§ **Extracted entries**
+--

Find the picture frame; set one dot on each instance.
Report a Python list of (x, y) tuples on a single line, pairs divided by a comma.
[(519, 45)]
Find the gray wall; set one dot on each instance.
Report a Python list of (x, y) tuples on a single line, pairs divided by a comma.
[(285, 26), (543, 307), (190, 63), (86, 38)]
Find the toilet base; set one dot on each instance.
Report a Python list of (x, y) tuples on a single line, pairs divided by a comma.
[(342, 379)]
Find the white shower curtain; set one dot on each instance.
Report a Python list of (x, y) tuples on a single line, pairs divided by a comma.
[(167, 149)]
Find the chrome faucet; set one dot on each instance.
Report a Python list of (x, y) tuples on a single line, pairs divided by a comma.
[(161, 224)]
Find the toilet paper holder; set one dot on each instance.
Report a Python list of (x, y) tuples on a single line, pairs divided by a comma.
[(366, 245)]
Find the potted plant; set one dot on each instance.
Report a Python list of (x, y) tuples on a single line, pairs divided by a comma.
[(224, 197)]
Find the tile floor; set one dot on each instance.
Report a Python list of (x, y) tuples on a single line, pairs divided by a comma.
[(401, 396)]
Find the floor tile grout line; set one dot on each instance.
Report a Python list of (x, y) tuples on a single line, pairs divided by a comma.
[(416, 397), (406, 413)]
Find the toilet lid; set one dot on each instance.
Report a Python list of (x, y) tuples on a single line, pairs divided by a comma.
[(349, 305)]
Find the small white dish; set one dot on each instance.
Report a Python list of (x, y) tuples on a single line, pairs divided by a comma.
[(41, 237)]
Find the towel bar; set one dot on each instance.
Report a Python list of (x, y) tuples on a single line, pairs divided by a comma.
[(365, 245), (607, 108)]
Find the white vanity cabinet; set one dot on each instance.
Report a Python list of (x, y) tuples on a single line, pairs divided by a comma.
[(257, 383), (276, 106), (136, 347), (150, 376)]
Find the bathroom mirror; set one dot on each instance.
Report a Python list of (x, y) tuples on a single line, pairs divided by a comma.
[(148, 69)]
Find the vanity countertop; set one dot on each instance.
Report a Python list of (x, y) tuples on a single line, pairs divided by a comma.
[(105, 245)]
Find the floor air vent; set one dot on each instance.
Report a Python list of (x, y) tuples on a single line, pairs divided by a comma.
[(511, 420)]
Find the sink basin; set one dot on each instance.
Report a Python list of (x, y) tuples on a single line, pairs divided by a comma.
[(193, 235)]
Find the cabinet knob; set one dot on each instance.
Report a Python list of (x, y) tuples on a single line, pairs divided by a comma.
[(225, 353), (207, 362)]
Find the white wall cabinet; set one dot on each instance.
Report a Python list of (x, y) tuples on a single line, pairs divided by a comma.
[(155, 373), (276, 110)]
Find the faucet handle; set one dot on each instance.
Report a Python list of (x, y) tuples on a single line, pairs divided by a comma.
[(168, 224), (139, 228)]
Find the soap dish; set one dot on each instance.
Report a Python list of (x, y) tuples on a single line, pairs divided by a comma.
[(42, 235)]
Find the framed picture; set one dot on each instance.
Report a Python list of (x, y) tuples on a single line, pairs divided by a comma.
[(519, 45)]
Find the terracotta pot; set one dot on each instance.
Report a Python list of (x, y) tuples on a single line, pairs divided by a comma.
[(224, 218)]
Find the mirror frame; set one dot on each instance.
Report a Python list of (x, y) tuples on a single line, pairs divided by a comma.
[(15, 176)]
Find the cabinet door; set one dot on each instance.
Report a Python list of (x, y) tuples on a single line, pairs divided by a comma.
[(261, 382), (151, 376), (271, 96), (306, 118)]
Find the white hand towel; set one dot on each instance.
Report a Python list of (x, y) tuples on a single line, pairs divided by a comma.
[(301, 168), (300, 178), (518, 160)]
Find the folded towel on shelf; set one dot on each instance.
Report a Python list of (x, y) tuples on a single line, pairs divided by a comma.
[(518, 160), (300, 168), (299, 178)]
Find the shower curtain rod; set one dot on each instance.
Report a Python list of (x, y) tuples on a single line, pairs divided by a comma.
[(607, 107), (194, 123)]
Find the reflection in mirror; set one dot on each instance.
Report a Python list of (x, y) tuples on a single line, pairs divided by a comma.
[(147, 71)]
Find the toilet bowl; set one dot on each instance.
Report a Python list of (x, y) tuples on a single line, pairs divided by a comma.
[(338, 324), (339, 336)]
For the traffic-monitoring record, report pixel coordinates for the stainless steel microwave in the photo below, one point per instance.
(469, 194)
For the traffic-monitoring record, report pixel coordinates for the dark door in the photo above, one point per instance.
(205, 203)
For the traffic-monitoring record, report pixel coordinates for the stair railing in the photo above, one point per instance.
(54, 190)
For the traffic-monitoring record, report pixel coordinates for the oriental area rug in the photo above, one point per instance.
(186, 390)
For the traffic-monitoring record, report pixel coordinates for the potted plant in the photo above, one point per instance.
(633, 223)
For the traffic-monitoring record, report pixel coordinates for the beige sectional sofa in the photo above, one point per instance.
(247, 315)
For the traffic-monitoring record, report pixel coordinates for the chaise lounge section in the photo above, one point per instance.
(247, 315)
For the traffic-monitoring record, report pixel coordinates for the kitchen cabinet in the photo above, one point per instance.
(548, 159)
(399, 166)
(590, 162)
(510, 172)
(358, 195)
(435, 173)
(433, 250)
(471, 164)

+--

Retype every one of the entries above without changing a single character.

§ **Response to the task**
Find the picture frame; set one dot on each instance.
Report a Python list of (x, y) tuples on a single line, pairs divided by a comma.
[(519, 45)]
Find the gray wall; set one dot on each instance.
Report a Python list of (x, y) tuples on a single line, pairs divided by a comma.
[(285, 26), (543, 307), (190, 63), (86, 38)]
Find the toilet base; set one dot on each instance.
Report a Python list of (x, y) tuples on a single line, pairs divided by a comma.
[(342, 379)]
Find the white shower curtain; set one dot on each instance.
Report a Python list of (x, y) tuples on a single line, pairs divided by a comma.
[(167, 149)]
Find the chrome faucet; set one dot on each instance.
Report a Python list of (x, y) tuples on a single line, pairs divided by a comma.
[(161, 224)]
Find the toilet paper holder; set one dot on each instance.
Report a Python list of (x, y) tuples on a single line, pairs divided by a comma.
[(366, 245)]
Find the potted plant; set one dot on each instance.
Report a Python list of (x, y) tuples on a single line, pairs divided by a comma.
[(224, 197)]
Find the tile floor; set one dot on each instance.
Report a Python list of (x, y) tuples on a single line, pairs divided by a comma.
[(401, 396)]
Find the floor tile grout line; set one dot on each instance.
Report a Python list of (x, y) tuples on a single line, pairs divided by a comma.
[(416, 397), (406, 413)]
Find the toilet lid; set one dot on each instance.
Report a Python list of (x, y) tuples on a single line, pairs divided by a comma.
[(349, 305)]
Find the small white dish; set one dot on each instance.
Report a Python list of (x, y) tuples on a single line, pairs divided by a comma.
[(41, 237)]
Find the towel bar; set one dot on each instance.
Report a Python list of (x, y) tuples on a single line, pairs divided by a comma.
[(365, 245), (607, 108)]
Find the white vanity cabinet; set one dot on each instance.
Report a Python list of (x, y) tuples on a single line, pairs divided by a comma.
[(257, 383), (276, 106), (136, 347), (150, 376)]
Find the bathroom mirror; set one dot on each instance.
Report a Python list of (x, y) tuples on a single line, pairs divided by a comma.
[(148, 69)]
Find the vanity countertop; set one dot on each instance.
Report a Python list of (x, y) tuples on a single line, pairs divided by a comma.
[(105, 245)]
Find the floor air vent; set one dot on each instance.
Report a Python list of (x, y) tuples on a single line, pairs divided by a comma.
[(511, 420)]
Find the sink basin; set one dot on each instance.
Report a Python list of (x, y) tuples on a single line, pairs divided by a comma.
[(193, 235)]
Find the cabinet knob; set one dot on each instance.
Report a Python list of (x, y) tuples on a single line, pairs divided by a comma.
[(225, 353), (207, 362)]
Find the white wall cabinet; set one dot on each instance.
Report a Python list of (x, y) tuples on a single line, pairs divided by a comma.
[(155, 373), (276, 110)]
Find the faucet handle; set one dot on each instance.
Report a Python list of (x, y) tuples on a single line, pairs divided by a comma.
[(168, 224), (139, 228)]
Find the soap dish; set one dot on each instance.
Report a Python list of (x, y) tuples on a single line, pairs divided by a comma.
[(42, 235)]
Find the framed picture; set one dot on each instance.
Report a Python list of (x, y) tuples on a single line, pairs divided by a comma.
[(519, 45)]
Find the terracotta pot; set one dot on each instance.
Report a Python list of (x, y) tuples on a single line, pairs divided by a comma.
[(224, 218)]
Find the mirror frame; set one dot on each instance.
Report a Python list of (x, y) tuples on a single line, pairs divided by a comma.
[(15, 176)]
Find the cabinet door; set one dot on each instance.
Report a Python list of (x, y) tuples on a single line, pairs divided by a comma.
[(261, 382), (151, 376), (271, 96), (306, 118)]
Find the white hand towel; set one dot on each instance.
Report a Python list of (x, y) tuples on a single line, pairs divided by a comma.
[(301, 168), (300, 178), (518, 160)]
Find the folded towel on shelf; set one dot on each instance.
Report a Python list of (x, y) tuples on a single line, pairs divided by a comma.
[(518, 160), (300, 168), (299, 178)]
Find the shower curtain rod; set one dot on each instance.
Report a Python list of (x, y) tuples on a single line, pairs divided by a comma.
[(607, 107), (194, 123)]
Find the reflection in mirror; set one dot on each instance.
Report a Python list of (x, y) tuples on a single line, pairs divided by a comma.
[(147, 71)]
Find the toilet bowl; set one dot on each instance.
Report a Python list of (x, y) tuples on a single line, pairs divided by a comma.
[(338, 324), (339, 336)]
For the traffic-monitoring record, report pixel coordinates for the stainless steel microwave in the photo below, one point per instance.
(469, 194)
For the traffic-monitoring record, report pixel coordinates for the dark door in the photo above, one point per instance.
(205, 203)
For the traffic-monitoring record, report pixel coordinates for the stair railing in the photo above, one point per instance.
(54, 190)
For the traffic-monitoring record, report pixel coordinates for the oriental area rug in the photo above, one point per instance.
(186, 390)
For the traffic-monitoring record, report pixel coordinates for the potted plant in the photo above, one point per instance.
(633, 223)
For the traffic-monitoring record, report pixel coordinates for the beige sectional sofa in the photo above, one point per instance.
(247, 315)
For the traffic-monitoring record, report pixel coordinates for the chaise lounge section in the photo above, one point per instance.
(247, 315)
For the traffic-monitoring record, report pixel coordinates for the kitchen cabinet in the photo above, one point per instance.
(548, 159)
(399, 166)
(590, 162)
(510, 172)
(358, 195)
(435, 173)
(433, 250)
(471, 164)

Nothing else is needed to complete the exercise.